(What is required) Copy out the material below with each "Practice step" swapped for "Drill" and nothing else altered. Leave the pictures out of your copy.

(Data entries)

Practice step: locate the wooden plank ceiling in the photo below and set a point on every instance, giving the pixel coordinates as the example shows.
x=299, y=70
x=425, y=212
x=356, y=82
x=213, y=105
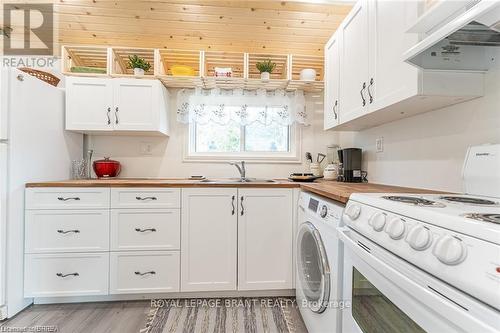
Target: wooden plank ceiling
x=265, y=26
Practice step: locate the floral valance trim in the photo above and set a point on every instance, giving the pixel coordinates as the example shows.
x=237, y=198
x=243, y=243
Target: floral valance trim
x=241, y=106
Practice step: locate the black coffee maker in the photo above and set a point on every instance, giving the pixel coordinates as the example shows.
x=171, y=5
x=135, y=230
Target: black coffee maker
x=350, y=165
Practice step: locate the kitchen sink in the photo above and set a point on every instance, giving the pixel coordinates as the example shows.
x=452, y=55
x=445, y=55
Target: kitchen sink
x=237, y=180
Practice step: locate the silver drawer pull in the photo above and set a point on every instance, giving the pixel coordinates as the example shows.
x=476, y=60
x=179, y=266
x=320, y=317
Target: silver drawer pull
x=66, y=199
x=144, y=230
x=76, y=231
x=146, y=198
x=65, y=275
x=145, y=273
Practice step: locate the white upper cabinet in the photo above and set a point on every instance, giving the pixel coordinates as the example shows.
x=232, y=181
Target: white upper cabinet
x=391, y=79
x=376, y=85
x=354, y=62
x=88, y=104
x=265, y=239
x=332, y=77
x=106, y=105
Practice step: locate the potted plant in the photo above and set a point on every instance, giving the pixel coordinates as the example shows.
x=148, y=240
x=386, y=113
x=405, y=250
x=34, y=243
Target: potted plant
x=140, y=65
x=265, y=68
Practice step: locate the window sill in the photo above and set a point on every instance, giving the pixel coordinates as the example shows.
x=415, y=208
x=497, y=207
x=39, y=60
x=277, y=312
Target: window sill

(Result below)
Drill: locate the wooden plank ceiling in the photo below and set a point on every instance, giving the pixel coordinates as the example shows.
x=299, y=70
x=425, y=212
x=356, y=82
x=213, y=105
Target: wooden plank ceiling
x=265, y=26
Drill: locate the floral valance trim in the photo above and set a point on every instance, giving the pixel coordinates as the example shows.
x=237, y=198
x=243, y=243
Target: floral valance trim
x=241, y=106
Drill: locate the black coffee maker in the photo above and set a point on every instance, giving the pixel coordinates as the example shows.
x=171, y=5
x=135, y=230
Target: black coffee maker
x=350, y=165
Drill: locate the kitchen sink in the photo above and set a point on every instance, giving the pixel coordinates as the example shows.
x=452, y=55
x=445, y=55
Target: kitchen sink
x=237, y=180
Drill: locate the silver drawer pull in the photo above and set a point on every instance, giving the pixel coordinates as the example shows.
x=476, y=60
x=179, y=266
x=320, y=317
Target: silver drawer pull
x=66, y=199
x=144, y=230
x=76, y=231
x=146, y=198
x=65, y=275
x=145, y=273
Drill: locate the white upper cabinet in the photo above and set a point on every instance, giving the pixel coordinates as the example shows.
x=232, y=181
Target: white upper cabinet
x=391, y=79
x=376, y=85
x=354, y=62
x=88, y=104
x=265, y=239
x=332, y=77
x=106, y=105
Drill: locate the potted plant in the photo above and set a point on every instance, giving the pixel coordinates as the example shows.
x=148, y=240
x=386, y=113
x=405, y=250
x=34, y=243
Target: potted plant
x=140, y=65
x=265, y=68
Drill: locate the window sill in the photo above and set a point on every instance, giving the pixel coordinates as the example shows.
x=415, y=208
x=497, y=207
x=39, y=60
x=277, y=312
Target: window sill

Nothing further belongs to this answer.